## Task details
Write out every entry precisely as given, leaving the pictures out.
───
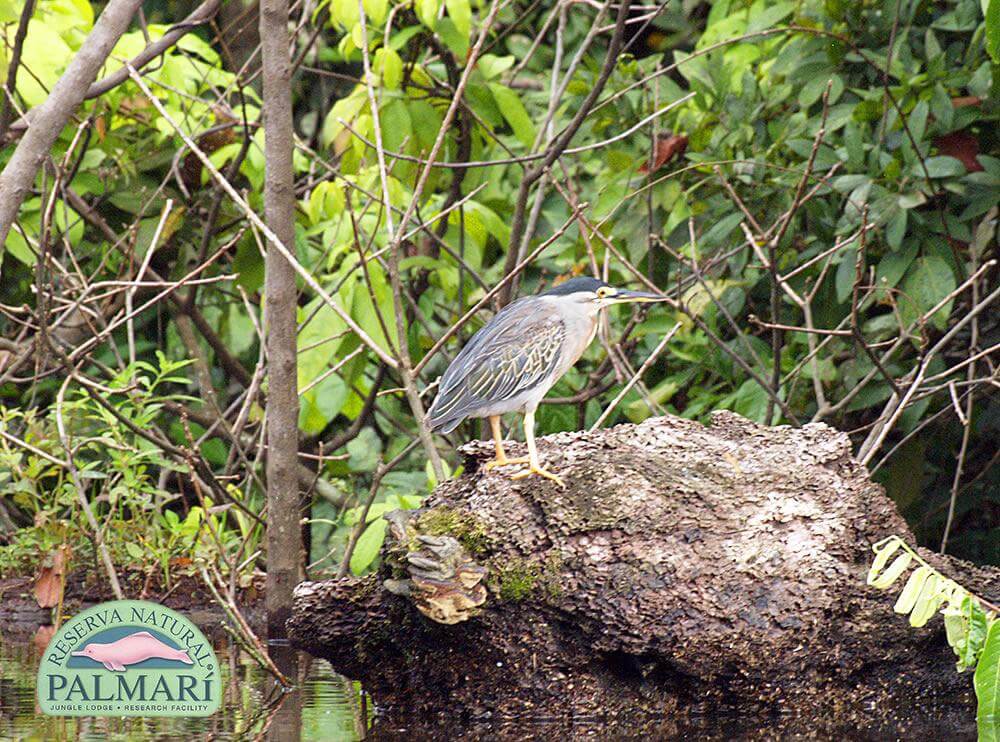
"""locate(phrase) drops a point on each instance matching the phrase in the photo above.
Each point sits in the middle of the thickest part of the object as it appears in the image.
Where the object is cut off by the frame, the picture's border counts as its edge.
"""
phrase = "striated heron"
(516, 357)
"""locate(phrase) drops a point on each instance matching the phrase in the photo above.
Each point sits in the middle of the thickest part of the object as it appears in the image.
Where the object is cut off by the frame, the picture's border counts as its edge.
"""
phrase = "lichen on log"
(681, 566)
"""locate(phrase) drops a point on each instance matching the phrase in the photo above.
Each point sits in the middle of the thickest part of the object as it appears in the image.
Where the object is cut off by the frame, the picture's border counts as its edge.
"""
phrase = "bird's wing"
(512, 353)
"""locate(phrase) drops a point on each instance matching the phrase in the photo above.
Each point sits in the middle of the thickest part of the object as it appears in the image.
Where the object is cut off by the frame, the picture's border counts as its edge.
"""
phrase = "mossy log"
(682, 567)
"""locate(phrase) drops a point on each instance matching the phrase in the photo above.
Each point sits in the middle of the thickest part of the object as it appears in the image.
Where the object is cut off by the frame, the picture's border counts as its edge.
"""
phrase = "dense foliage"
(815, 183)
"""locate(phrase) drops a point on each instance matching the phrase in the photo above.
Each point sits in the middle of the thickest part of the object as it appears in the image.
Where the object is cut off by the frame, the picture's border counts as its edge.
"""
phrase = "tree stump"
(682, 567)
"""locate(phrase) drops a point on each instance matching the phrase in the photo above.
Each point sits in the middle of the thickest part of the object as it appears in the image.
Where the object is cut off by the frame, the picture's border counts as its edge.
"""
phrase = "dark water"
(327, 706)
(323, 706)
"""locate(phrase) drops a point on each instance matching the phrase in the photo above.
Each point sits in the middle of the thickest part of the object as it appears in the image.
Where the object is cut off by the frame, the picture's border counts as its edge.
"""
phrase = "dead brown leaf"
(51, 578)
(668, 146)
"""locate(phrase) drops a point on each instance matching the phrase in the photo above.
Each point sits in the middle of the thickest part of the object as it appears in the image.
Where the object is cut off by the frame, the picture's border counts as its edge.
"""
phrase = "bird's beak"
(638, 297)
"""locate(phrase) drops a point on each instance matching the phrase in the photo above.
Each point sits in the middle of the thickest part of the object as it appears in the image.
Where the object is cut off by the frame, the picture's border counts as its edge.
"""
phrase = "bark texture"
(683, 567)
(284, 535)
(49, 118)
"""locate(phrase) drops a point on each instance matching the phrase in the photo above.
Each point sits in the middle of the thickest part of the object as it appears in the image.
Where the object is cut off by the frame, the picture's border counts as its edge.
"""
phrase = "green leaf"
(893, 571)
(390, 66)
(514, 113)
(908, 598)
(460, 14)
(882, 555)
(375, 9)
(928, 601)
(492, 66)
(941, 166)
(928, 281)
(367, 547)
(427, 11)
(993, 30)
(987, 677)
───
## Complete answer
"""locate(phrase) drops a point on each instance matching the phrase in the photo above.
Each point sits in the middle of the thickest part of the object as it appears in the image.
Where the object is cut off by the frame, the picture's border counts as its edge.
"""
phrase = "striated heron"
(516, 357)
"""locate(phrase) drops a point on each instance matching the phrase in the photo above.
Each point sits in the middle of the thickest part of the object as it appears in the image.
Where the object is cut off by the frame, the picture's border counts as its edge.
"""
phrase = "lichen on log"
(681, 566)
"""locate(phrase) drops a point on each instance matching the phrase in the photo above.
Each point sits in the middle of the thickest part of the object as it appears in the image.
Where the object is cut off by the frame, the picture's border counts as its edge.
"""
phrase = "bird's wing"
(512, 353)
"""locate(phrase) drops a point on each instance matching the phrase in the photo above.
Each point sits in the middle of the thickest part of the object as it appears in the image.
Where the object is cut off by the frame, the picture's border counts as its edge.
"""
phrase = "mossy log"
(682, 567)
"""locate(phrase) drops a point on each instance matching the phrase in the photo above.
Each point sits in the middle of the thickest part of the object as it appears in the image.
Where the object is cut off by the frame, the picture's border counts as its edge.
"""
phrase = "dense foliage"
(815, 183)
"""locate(phrase) drops a point on each instance matching the phrase in the photo above.
Each point sits in the middle of the thickest part of the object as it appears in the image.
Where the object is cut off by the frame, the picture's border counts as its edge.
"""
phrase = "tree stump"
(682, 567)
"""locate(phrase) drops a point on each instance matching the phrase in the photo above.
Each point sits in the middle of the thickest part of the object as it appears in the image.
Where the object is cut off by the frame, the picture's border counts as its edge.
"""
phrase = "dark water"
(327, 706)
(323, 706)
"""locate(phrase) drops a point on each instance matching the phrase in the photo above.
Each point sits in the middle of the thickest part of the object as it appears in the image.
Where the object is cut off by the frame, the picture's border counts as its edge.
"""
phrase = "dead brown leaf"
(51, 578)
(668, 146)
"""locate(phrase) drops a point on each instance matching the phrase in the photo above.
Each point sits in the middle of the thickest part of the object as it appears in the image.
Where the object is cut off by the frame, the picture's border counts as its edge.
"""
phrase = "bird's beak"
(638, 297)
"""locate(phrase) drops a point on each instance matching the phrase in the photo above.
Each point sits in the middle of the thickest part of the object as it appears in the image.
Where the object is cut off by the frame, the picture's border counts as its edge.
"""
phrase = "bark texture"
(683, 567)
(284, 535)
(49, 118)
"""locate(phrase) drops a point on each instance matching the phrase in the photo above.
Each point sits in the middle of the thickest part of the object as it appears in the image.
Where the object is cut off by the frame, the picture's border counts as its edge.
"""
phrase = "green leaf"
(893, 571)
(390, 66)
(514, 113)
(908, 598)
(460, 14)
(882, 555)
(375, 9)
(928, 601)
(492, 66)
(941, 166)
(928, 281)
(367, 547)
(427, 11)
(993, 30)
(987, 677)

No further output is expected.